Not too long ago, we here at Giz Asks contemplated what might happen if the entire internet shut down at once. One imaginative stumbling block, in playing out the implications of that scenario, was how something like that could happen in the first place. And so—without advocating any of the methods described below, or strongly suggesting that hundreds or thousands of like-minded heroes band together to take this sucker down once and for all—for this week’s Giz Asks we’ve asked a number of cybersecurity experts how exactly one would go about shutting down the entire internet.
Assistant Professor, Management Information Systems, University of Arizona
Everything being connected today may bring along significant convenience, but it also implies that everything can be hacked. What if the nation’s power grid were successfully attacked? No electricity also means no internet access. The internet also relies on physical infrastructure, such as subsea cables and other fiber cables: any infrastructure issues (cable cuts, damages), whether due to criminal activity or natural disasters that were to affect major subsea cables could potentially shut down the Internet.
In a different sense, authoritarian governments can also potentially shut down the internet if they somehow all colluded against it, either blocking internet access to citizens altogether (we have seen that in Egypt during the Arab Spring, for example, or in the Democratic Republic of the Congo during a period of unrest); or substantially limiting it (we see that in countries where internet censorship is widespread and information access is controlled by the central government, as it happens in China). There are ways around censorship, of course: Privacy Enhancing Technologies, or PETs, such as virtual private networks or VPNs, and anonymous browsers such as Tor, can help circumvent it, but censorship essentially prevents the vast majority of the population, who may not be familiar with these tools, to access the internet, de facto making it disappear.
Associate Professor of Commerce and Associate Director of the Center for Management of IT at the University of Virginia, whose research focuses on the human elements of cybersecurity, among other things
First, it is highly unlikely that the internet could be universally shutdown. Internet infrastructure consists of several redundant connections that make it near impossible to bring down the entire internet unintentionally or accidentally. Internet traffic is resilient and can dynamically reroute around any problems.
Bad actors would be the most plausible reason for an internet outage. Two critical internet systems that could, if attacked or exploited, bring down the internet are BGP and DNS.
BGP, or Border Gateway Protocol, is used to route traffic on the internet. There have been several attacks that hijacked BGP to reroute traffic, thus breaking the internet. Just this summer, a large amount of mobile internet traffic in Europe was rerouted to servers in China.
DNS, or domain name system, resolve web addresses such as www.gizmodo.com to the Internet Protocol (IP) address 188.8.131.52, much like a phonebook can be used to look up a telephone number. The IP address is necessary to route traffic on the internet. Bringing down the root DNS servers would disable the ability to lookup IP addresses and therefore “break” the Internet. The attack on Dyn’s DNS servers is an example of an attack on DNS servers that brought down the internet for a portion of the US.

-- -- --

[Tasks to perform]
- 1) Answer these about the internet shutdown passage:
(a) Which two countries are named as places where internet access was blocked altogether?
(b) Which two critical internet systems are named as ones that could bring down the internet if attacked?
(c) To where was a large amount of mobile internet traffic in Europe rerouted this summer?
- 2) Alter the internet shutdown passage, starting at "DNS, or domain" and ending at "portion of the US.", by writing that stretch out again with "phonebook" replaced by "directory".
The listing isn't needed here.

[Information given]
-- -- --

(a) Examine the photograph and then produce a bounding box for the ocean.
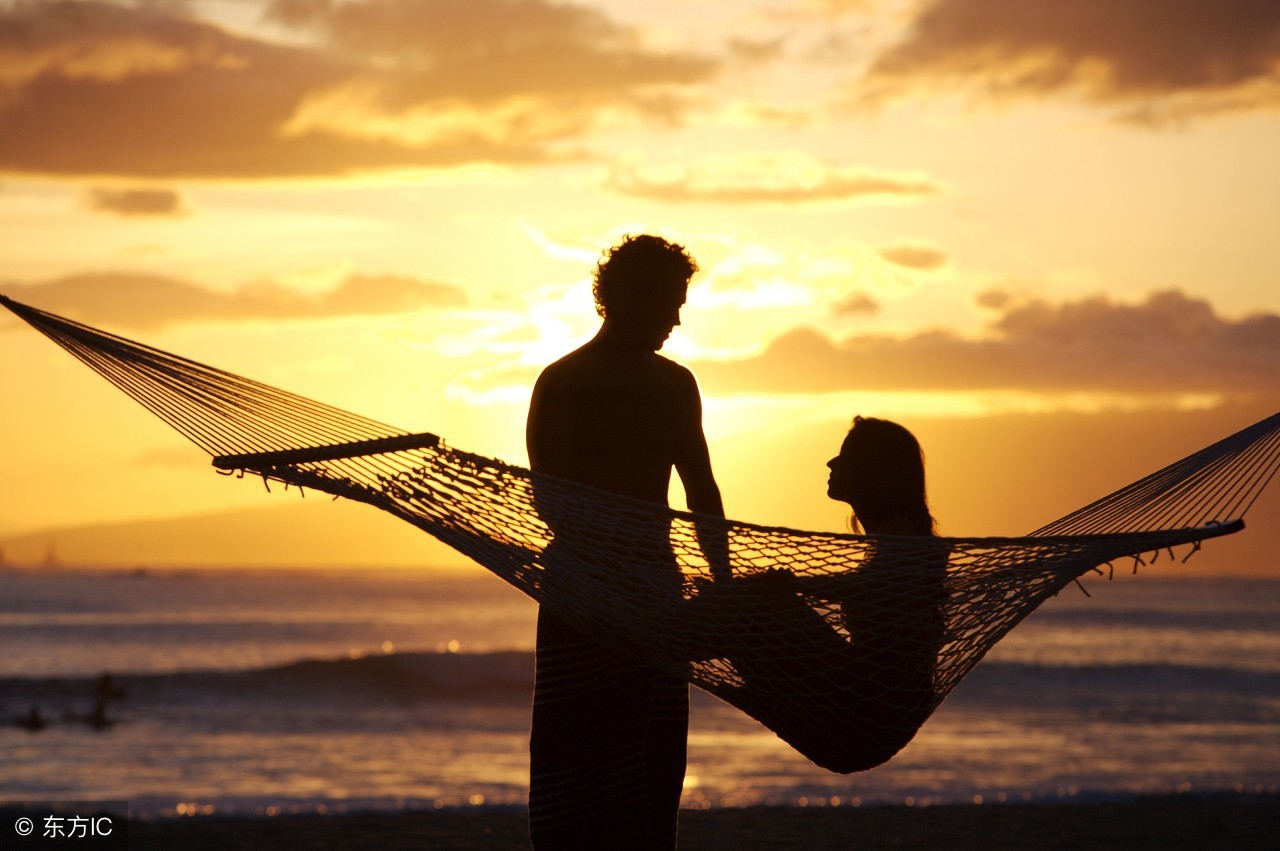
[0,567,1280,818]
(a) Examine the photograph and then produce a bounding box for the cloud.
[605,151,943,203]
[877,241,947,271]
[831,293,879,316]
[694,292,1280,394]
[86,188,183,218]
[0,0,718,178]
[860,0,1280,122]
[0,273,466,329]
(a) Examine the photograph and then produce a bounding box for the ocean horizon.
[0,567,1280,818]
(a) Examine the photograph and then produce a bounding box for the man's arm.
[676,370,732,580]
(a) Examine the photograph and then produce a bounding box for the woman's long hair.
[841,417,936,535]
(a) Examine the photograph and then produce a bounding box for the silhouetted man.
[526,235,724,851]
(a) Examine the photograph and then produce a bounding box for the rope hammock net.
[0,296,1280,773]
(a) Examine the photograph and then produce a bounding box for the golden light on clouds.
[0,0,1280,573]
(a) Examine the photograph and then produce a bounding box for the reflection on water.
[0,573,1280,814]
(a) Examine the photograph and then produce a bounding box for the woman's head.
[827,417,933,535]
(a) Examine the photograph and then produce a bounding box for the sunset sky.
[0,0,1280,572]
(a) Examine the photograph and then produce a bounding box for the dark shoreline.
[112,792,1280,851]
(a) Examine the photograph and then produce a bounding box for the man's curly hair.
[591,234,698,317]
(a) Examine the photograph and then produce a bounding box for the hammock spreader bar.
[214,431,440,471]
[0,296,1280,772]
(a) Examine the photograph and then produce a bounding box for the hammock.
[0,296,1280,773]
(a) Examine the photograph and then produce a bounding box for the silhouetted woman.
[827,417,947,759]
[695,417,947,773]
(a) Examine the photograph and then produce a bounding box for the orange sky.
[0,0,1280,572]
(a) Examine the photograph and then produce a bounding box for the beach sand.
[122,793,1280,851]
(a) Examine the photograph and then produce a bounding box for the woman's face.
[827,431,858,503]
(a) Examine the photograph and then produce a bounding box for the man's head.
[591,234,698,351]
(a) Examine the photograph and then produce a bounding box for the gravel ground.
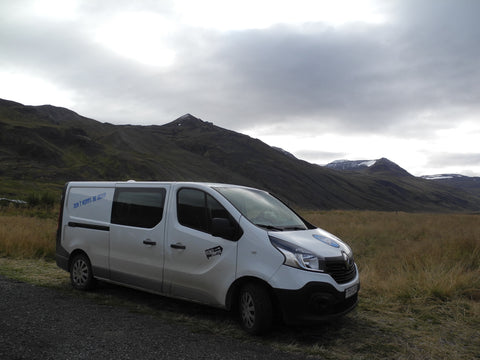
[0,276,312,360]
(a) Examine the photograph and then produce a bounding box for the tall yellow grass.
[304,211,480,301]
[0,211,480,302]
[0,216,57,259]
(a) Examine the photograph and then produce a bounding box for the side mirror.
[212,218,243,241]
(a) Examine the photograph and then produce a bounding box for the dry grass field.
[0,208,480,359]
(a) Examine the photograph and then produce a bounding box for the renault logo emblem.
[342,251,352,269]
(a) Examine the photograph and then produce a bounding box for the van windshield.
[215,187,307,231]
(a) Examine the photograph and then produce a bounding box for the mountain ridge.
[0,100,480,212]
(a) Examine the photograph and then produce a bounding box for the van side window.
[177,188,233,233]
[111,188,166,228]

-- -- --

[Answers provided]
- 1)
(a) Egypt (during the Arab Spring) and the Democratic Republic of the Congo
(b) BGP (Border Gateway Protocol) and DNS (domain name system)
(c) To servers in China

- 2)
DNS, or domain name system, resolve web addresses such as www.gizmodo.com to the Internet Protocol (IP) address 188.8.131.52, much like a directory can be used to look up a telephone number. The IP address is necessary to route traffic on the internet. Bringing down the root DNS servers would disable the ability to lookup IP addresses and therefore “break” the Internet. The attack on Dyn’s DNS servers is an example of an attack on DNS servers that brought down the internet for a portion of the US.